Region pointing data:
# # # # #
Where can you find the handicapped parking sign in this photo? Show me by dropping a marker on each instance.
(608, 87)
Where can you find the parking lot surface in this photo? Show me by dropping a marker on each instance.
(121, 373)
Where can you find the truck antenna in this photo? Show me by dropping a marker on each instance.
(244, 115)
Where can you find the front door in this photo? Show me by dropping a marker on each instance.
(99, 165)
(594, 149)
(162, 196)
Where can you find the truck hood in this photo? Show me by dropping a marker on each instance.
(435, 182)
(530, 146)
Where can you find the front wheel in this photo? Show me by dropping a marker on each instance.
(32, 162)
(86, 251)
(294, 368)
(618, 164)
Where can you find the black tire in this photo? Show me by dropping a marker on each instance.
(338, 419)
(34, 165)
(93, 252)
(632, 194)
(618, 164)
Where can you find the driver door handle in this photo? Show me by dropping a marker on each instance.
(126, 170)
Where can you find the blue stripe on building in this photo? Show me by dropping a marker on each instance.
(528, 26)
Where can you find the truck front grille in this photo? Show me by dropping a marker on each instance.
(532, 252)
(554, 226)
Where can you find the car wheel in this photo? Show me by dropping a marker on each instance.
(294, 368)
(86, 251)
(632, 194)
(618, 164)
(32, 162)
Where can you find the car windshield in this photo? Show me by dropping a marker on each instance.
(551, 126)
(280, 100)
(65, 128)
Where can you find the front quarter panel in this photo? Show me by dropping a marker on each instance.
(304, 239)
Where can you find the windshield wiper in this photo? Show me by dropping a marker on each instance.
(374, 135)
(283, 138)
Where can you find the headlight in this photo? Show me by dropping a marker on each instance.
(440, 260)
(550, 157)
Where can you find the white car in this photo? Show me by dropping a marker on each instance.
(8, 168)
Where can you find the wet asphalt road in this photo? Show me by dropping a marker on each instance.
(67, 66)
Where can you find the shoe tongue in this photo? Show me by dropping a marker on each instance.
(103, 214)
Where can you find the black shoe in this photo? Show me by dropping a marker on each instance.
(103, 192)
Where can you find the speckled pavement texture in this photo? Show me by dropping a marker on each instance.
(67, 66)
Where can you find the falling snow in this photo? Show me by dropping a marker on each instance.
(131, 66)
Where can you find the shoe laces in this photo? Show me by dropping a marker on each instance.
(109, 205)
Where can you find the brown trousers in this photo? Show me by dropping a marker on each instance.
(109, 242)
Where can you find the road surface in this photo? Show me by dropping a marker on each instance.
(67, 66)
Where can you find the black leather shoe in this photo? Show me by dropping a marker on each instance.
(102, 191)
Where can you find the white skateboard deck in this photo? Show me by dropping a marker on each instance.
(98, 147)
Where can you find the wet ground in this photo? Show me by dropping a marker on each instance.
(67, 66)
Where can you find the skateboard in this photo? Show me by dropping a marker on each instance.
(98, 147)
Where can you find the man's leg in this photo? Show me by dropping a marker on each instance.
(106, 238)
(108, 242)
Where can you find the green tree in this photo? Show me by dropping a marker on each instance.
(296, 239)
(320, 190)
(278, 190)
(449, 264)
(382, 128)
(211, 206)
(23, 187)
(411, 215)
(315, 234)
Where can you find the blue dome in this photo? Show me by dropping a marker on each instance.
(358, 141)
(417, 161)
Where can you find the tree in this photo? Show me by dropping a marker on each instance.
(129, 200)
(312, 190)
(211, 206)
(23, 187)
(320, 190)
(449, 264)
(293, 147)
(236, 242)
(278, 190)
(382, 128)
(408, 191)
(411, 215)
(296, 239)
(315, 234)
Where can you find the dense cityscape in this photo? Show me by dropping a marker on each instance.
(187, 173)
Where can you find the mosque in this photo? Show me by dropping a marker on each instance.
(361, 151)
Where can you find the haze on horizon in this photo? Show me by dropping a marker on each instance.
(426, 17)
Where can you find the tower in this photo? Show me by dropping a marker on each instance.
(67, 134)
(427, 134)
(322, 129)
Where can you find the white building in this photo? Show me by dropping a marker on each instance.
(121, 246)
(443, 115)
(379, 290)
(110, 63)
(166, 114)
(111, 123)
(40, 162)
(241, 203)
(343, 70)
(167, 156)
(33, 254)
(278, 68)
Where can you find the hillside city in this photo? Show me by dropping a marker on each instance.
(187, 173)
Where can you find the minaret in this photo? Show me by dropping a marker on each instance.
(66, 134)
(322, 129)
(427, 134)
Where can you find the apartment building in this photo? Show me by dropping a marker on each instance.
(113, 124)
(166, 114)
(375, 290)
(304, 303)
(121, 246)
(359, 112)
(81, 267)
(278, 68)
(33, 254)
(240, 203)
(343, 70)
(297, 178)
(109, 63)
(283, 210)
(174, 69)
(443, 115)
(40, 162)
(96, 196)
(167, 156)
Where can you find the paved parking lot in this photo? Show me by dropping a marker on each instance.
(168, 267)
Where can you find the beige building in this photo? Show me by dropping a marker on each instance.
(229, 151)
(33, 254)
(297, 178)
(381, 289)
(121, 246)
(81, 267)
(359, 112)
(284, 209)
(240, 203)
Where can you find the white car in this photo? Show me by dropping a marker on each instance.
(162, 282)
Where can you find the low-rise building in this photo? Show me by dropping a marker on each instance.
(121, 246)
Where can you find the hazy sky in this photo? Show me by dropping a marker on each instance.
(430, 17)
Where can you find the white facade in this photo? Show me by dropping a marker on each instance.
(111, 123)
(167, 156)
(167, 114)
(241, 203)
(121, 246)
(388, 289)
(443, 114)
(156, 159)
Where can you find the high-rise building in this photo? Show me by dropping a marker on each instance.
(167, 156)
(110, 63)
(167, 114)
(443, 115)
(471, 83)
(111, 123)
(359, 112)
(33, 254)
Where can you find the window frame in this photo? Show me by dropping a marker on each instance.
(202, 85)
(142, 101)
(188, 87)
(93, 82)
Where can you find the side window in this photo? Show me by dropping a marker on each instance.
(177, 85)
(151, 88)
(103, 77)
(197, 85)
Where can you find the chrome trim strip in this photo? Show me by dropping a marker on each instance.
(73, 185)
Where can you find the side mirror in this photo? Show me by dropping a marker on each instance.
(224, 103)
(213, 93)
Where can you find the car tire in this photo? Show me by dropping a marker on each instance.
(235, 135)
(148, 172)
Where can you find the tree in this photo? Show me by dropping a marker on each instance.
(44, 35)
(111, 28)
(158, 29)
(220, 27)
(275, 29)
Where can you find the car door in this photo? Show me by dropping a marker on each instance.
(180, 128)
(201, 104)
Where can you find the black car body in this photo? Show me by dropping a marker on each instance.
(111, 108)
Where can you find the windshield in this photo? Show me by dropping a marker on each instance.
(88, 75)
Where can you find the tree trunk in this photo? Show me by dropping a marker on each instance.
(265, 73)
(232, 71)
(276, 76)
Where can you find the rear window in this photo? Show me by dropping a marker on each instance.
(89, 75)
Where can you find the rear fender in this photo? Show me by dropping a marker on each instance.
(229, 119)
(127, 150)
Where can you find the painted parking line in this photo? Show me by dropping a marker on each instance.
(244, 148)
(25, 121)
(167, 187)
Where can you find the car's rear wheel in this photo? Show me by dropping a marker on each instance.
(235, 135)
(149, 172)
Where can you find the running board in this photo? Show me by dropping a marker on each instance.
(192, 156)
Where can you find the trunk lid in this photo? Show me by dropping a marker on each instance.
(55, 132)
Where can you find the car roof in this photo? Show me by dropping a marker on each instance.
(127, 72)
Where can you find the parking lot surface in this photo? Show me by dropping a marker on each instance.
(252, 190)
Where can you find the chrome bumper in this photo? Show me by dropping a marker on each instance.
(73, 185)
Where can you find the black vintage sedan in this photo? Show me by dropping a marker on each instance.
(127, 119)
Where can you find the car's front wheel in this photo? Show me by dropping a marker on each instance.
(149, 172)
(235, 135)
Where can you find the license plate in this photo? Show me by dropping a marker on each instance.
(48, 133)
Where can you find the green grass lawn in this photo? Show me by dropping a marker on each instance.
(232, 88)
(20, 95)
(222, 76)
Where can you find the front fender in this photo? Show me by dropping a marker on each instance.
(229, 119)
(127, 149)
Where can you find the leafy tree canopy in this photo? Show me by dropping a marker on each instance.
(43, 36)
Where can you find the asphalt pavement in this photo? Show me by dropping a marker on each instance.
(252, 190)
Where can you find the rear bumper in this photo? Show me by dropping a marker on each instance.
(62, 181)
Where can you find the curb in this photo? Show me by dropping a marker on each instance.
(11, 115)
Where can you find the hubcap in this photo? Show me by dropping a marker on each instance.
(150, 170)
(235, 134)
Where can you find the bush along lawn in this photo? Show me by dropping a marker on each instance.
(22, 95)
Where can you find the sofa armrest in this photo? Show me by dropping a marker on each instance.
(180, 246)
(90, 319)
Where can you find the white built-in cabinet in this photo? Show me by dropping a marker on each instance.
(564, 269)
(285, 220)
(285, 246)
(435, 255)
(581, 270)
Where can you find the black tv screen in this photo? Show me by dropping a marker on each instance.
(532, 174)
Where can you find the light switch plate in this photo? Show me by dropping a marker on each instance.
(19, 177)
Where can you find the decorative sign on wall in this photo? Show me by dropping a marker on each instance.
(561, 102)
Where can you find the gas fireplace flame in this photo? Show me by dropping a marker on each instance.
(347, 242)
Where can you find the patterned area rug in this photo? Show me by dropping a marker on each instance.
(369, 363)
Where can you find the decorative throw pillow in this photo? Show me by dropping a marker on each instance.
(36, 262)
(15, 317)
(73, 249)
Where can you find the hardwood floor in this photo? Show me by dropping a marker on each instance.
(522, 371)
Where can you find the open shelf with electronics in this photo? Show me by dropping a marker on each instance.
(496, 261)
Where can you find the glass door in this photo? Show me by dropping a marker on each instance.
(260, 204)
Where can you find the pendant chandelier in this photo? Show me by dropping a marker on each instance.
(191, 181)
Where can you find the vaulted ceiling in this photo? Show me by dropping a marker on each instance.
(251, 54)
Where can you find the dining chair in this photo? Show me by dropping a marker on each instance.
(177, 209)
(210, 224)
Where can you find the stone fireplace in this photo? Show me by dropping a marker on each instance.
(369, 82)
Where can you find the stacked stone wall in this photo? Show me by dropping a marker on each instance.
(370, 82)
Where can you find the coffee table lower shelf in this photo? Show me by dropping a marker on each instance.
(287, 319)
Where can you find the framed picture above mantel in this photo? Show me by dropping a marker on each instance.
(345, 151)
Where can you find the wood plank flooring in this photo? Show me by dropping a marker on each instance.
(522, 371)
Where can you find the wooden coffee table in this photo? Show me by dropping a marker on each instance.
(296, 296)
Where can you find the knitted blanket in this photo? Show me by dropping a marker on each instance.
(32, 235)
# # # # #
■ Your task: Only a word-for-word repetition of the lines from the one containing "Where can you find the dining" to the final line of the data above counts as the answer.

■ Result below:
Where can you find the dining chair in this photo? Show me by dropping a marker on each instance.
(177, 209)
(210, 224)
Where can you find the stone fireplace in this photo? Show me by dropping a marker on each instance.
(369, 82)
Where can you find the stacked stone wall in this photo? Show me by dropping a marker on each instance.
(370, 82)
Where can you find the coffee table lower shelf in this photo? Show me by dropping a marker on each instance.
(287, 319)
Where can you find the framed picture above mantel in this photo? Show me by dropping a marker on each instance.
(345, 151)
Where can you find the wood plank flooring in this photo? Show me by dropping a marker on each instance.
(522, 371)
Where can you find the wooden coffee table in this photo? Show me by dropping a marker on each instance.
(296, 296)
Where can you find the knitted blanket in this photo? Show me by dropping a marker on each instance.
(32, 235)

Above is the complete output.